### Work instructions
Every record that appears below should be transcribed exactly.

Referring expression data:

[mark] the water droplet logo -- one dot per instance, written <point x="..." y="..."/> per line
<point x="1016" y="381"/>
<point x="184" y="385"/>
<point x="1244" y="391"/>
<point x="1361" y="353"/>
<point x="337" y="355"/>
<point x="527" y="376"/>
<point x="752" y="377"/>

### Your response
[mark] the water droplet logo -- one dot per instance, written <point x="..." y="..."/> per line
<point x="1016" y="381"/>
<point x="184" y="385"/>
<point x="1244" y="391"/>
<point x="1361" y="353"/>
<point x="337" y="355"/>
<point x="527" y="376"/>
<point x="752" y="377"/>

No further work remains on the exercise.